[Records from a collection]
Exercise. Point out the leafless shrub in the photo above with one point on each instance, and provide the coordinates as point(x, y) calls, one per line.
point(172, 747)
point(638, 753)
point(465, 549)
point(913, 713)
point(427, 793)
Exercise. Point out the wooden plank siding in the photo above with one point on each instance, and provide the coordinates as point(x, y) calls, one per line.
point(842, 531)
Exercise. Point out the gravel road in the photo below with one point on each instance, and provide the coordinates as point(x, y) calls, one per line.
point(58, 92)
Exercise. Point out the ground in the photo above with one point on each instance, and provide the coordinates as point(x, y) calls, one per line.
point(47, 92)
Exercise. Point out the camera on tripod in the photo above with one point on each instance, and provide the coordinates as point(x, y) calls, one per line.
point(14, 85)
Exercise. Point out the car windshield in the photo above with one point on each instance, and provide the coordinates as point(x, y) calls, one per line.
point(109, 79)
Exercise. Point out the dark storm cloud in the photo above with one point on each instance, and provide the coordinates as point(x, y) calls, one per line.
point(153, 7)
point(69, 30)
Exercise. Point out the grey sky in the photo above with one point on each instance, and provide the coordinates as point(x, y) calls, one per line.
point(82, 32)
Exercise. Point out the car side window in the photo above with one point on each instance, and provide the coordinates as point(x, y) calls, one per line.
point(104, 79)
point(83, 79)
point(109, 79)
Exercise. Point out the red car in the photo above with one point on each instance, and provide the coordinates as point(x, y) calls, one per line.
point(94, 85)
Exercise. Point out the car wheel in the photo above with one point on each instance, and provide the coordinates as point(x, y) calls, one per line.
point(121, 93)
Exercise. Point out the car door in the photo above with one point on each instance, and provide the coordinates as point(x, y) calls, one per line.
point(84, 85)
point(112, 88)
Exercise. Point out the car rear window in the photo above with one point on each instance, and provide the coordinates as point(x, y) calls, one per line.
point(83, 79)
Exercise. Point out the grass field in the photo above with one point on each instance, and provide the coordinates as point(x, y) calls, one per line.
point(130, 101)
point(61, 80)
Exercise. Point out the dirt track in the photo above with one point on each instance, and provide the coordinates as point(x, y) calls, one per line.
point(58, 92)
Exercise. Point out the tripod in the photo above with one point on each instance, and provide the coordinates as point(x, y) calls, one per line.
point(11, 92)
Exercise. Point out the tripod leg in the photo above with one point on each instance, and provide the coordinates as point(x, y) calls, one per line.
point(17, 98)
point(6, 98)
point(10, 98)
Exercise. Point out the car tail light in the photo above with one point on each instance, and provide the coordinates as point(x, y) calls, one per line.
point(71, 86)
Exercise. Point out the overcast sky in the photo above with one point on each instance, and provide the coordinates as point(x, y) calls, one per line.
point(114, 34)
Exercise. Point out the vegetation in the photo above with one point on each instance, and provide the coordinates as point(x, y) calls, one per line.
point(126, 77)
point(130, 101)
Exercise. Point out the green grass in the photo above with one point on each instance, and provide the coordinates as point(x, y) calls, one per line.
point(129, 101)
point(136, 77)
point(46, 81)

• **Goal**
Turn all of the data above into a numbered list with one line per item, leaving out any blank lines.

• **Result of this task**
1. Exercise. Point out the leafless shrub in the photo above with one point on each instance, and provide the coordinates as point(x, y) calls, one per line.
2. point(172, 747)
3. point(638, 753)
4. point(465, 549)
5. point(913, 713)
6. point(427, 793)
7. Exercise. Point out the wooden plank siding in the photo above with one point on each instance, and provide the coordinates as point(x, y) calls, one per line.
8. point(842, 531)
9. Exercise. Point out the gravel road in the photo below with one point on each instance, and provide the coordinates as point(x, y) calls, one per line.
10. point(58, 92)
11. Exercise. Point out the ground in the photo above with one point on each instance, and provide the coordinates as point(x, y) calls, one per line.
12. point(47, 92)
13. Exercise. Point out the camera on tripod in the photo above with one point on each instance, and provide the coordinates as point(x, y) calls, one per line.
14. point(14, 85)
15. Exercise. Point out the car windshield in the photo above with one point on each instance, and provide the coordinates as point(x, y) calls, one per line.
16. point(109, 79)
17. Exercise. Point out the dark storm cloud in the photo above with one point on each instance, and provide the coordinates as point(x, y) calls, one per line.
18. point(153, 7)
19. point(69, 30)
20. Exercise. Point out the grey sky in the photo above with one point on each instance, and provide the coordinates as point(x, y) calls, one per line.
21. point(82, 32)
22. Exercise. Point out the car side window in the photo above with one point on each instance, and provide the coordinates as point(x, y) calls, one per line.
23. point(104, 79)
24. point(83, 79)
25. point(109, 79)
26. Exercise. Point out the red car in the photo above with one point on each instance, and provide the coordinates as point(x, y) calls, one per line.
27. point(94, 85)
28. Exercise. Point out the car wheel in the photo above with one point on each instance, and provide the coordinates as point(x, y) calls, one per line.
29. point(121, 93)
30. Exercise. Point out the car door in the photo above with one point on each instance, and provide the coordinates as point(x, y) calls, one per line.
31. point(84, 85)
32. point(112, 88)
33. Exercise. Point out the car rear window in the photo above with one point on each instance, and provide the coordinates as point(x, y) calls, one per line.
34. point(83, 79)
35. Exercise. Point out the grass field in the photo above with one point on each instance, and provide the coordinates as point(x, y) calls, one per line.
36. point(130, 101)
37. point(61, 80)
38. Exercise. Point out the dirt track in the photo above with one point on each instance, and provide the coordinates as point(x, y) calls, one per line.
39. point(58, 92)
40. Exercise. Point out the tripod in the photo above with one point on each instance, and provide the coordinates as point(x, y) calls, one per line.
41. point(11, 92)
42. Exercise. Point out the tripod leg in the photo above with one point on each instance, and provide the coordinates as point(x, y) calls, one per line.
43. point(17, 98)
44. point(6, 98)
45. point(10, 98)
46. Exercise. Point out the car tail light in the photo above with one point on each instance, and provide the coordinates as point(x, y) calls, one per line.
47. point(71, 86)
48. Exercise. Point out the overcast sky in the photo above with one point on each instance, and provide the coordinates as point(x, y) calls, one per line.
49. point(114, 34)
50. Exercise. Point out the vegetation in the photo above with one point on each instance, and provide the coordinates as point(x, y) calls, one per line.
51. point(126, 77)
52. point(130, 101)
53. Exercise. Point out the green grass in the photo above with one point on each instance, and provide the coordinates as point(x, y) calls, one per line.
54. point(129, 101)
55. point(136, 77)
56. point(46, 81)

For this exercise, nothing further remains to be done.